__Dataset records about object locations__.

|---|

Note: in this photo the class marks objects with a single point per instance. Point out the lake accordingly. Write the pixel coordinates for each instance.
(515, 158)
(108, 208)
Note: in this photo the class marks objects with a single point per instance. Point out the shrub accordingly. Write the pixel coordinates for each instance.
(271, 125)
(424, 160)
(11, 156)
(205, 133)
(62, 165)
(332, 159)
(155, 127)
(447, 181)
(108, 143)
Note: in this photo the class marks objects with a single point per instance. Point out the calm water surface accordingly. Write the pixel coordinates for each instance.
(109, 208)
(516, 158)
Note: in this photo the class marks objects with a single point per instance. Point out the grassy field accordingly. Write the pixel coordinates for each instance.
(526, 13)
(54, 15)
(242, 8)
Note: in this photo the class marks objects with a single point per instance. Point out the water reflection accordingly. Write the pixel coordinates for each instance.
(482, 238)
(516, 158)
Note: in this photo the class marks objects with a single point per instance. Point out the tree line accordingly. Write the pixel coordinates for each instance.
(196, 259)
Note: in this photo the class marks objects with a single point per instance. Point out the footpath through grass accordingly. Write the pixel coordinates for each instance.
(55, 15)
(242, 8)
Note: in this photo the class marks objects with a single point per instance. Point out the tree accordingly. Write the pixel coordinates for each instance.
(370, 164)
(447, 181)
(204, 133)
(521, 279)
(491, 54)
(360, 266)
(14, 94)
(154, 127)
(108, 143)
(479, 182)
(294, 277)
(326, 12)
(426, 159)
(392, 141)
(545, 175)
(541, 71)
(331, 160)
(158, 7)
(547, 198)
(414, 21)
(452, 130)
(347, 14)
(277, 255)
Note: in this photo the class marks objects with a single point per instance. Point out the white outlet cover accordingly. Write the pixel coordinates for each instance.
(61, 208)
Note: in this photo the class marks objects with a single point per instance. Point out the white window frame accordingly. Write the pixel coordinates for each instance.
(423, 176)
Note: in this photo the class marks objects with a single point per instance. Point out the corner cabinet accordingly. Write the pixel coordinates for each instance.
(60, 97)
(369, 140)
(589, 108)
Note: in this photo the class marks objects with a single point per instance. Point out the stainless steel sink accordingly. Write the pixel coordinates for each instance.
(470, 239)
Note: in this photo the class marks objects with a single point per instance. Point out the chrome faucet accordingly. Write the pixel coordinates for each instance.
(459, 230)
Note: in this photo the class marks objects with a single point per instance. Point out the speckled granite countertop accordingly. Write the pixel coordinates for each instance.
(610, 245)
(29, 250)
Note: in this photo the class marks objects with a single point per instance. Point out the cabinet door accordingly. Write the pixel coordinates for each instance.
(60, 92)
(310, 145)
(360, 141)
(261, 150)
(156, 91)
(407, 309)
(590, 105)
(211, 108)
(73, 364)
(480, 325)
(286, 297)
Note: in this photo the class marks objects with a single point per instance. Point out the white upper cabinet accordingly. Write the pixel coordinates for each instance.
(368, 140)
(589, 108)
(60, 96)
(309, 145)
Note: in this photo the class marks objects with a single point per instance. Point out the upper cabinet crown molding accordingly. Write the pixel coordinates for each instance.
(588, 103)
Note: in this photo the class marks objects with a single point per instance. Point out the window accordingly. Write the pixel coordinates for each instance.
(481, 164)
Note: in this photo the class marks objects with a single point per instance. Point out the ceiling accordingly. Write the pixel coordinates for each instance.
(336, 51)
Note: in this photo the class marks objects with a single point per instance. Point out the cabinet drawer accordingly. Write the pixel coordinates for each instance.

|---|

__YOUR INSTRUCTIONS__.
Each line of the listing should be echoed back exactly.

__CORRECT ANSWER__.
Note: in this photo the class marks objects with a single point per instance. Point out the lake accordingly. Write the pixel coordinates for each instance.
(515, 158)
(108, 208)
Note: in this photo the class marks objects with a single point per instance. Point out the shrub accordingly. Write the pixel coordinates for each instance.
(271, 125)
(424, 160)
(11, 156)
(205, 133)
(62, 165)
(332, 159)
(155, 127)
(447, 181)
(108, 143)
Note: in this photo the class marks objects with a single point per instance. Point out the calm water surface accordingly. Write the pixel coordinates for each instance.
(109, 208)
(516, 158)
Note: in this photo the class marks objects with a single point per instance. Point out the grassy field accordingly. Write the pixel coordinates for each instance.
(526, 13)
(54, 15)
(242, 8)
Note: in this photo the class marks objects with a single point per instance. Point out the water reflection accordingly. Write the pixel coordinates for each instance.
(482, 238)
(516, 158)
Note: in this photo the class marks objects with a single point per instance. Point out the tree line accordingly. Write the pixel coordinates for each instance.
(196, 259)
Note: in this photo the class marks objects with a single point per instance. Point out the footpath through grass accordingly. Write the pixel coordinates for each instance.
(55, 15)
(242, 8)
Note: in this photo the class marks objects with a single point per instance. Point out the tree accordingly. Write the pixel coordinates for each instance.
(370, 164)
(447, 181)
(204, 133)
(521, 279)
(491, 54)
(360, 266)
(14, 94)
(154, 127)
(108, 143)
(479, 182)
(294, 277)
(326, 12)
(426, 159)
(392, 141)
(545, 175)
(541, 71)
(331, 160)
(158, 7)
(547, 198)
(414, 21)
(452, 130)
(347, 14)
(277, 255)
Note: in this photo the class marks objects with a single point per instance. Point out the white outlet cover accordingly. Write the pixel coordinates for each instance.
(61, 208)
Note: in this photo the class marks objects with a single point per instance. Point out the white window frame accordingly. Write the pixel coordinates for each instance.
(423, 176)
Note: in this photo the class marks objects with a single point per instance. Point out the corner cabinet accordingly. Write the pixel coordinates for each instance.
(60, 97)
(369, 140)
(589, 108)
Note: in this photo the class marks objects with a single point per instance. Point out the stainless steel sink accordingly. Write the pixel coordinates for each instance.
(470, 239)
Note: in this photo the class marks objects with a single point per instance. Point out the chrome faucet accordingly. Write the pixel coordinates for each instance.
(459, 230)
Note: in this photo the class marks objects with a single point per instance. Point out the speckled granite countertop accordingly. Write the pixel coordinates for each instance.
(610, 245)
(29, 250)
Note: in this photo the class marks objects with a single point per instance. Point out the cabinet door accordingly. Write the pixel coordinates for each instance.
(60, 92)
(310, 145)
(360, 141)
(261, 150)
(156, 91)
(407, 309)
(590, 105)
(211, 108)
(73, 364)
(480, 325)
(286, 297)
Note: in this photo the class marks objects with a single point per instance. Point out the white upper cabinet accordingly. Write the pixel coordinates for each instance.
(368, 140)
(589, 108)
(60, 96)
(309, 145)
Note: in this photo the class marks objects with a single point per instance. Point out the upper cabinet crown molding accordingly. Write the pixel coordinates for each instance.
(588, 103)
Note: in this photo the class marks objects with a single point per instance. Point out the window accordingly. Write the pixel coordinates for each instance.
(481, 164)
Note: in this photo the class marks objects with a single point per instance. Point out the ceiling accordingly. Write the pixel coordinates for each instance.
(336, 51)
Note: in this photo the class marks objects with a single point per instance. Point out the cabinet drawer accordingly. Write the pixel coordinates for each instance.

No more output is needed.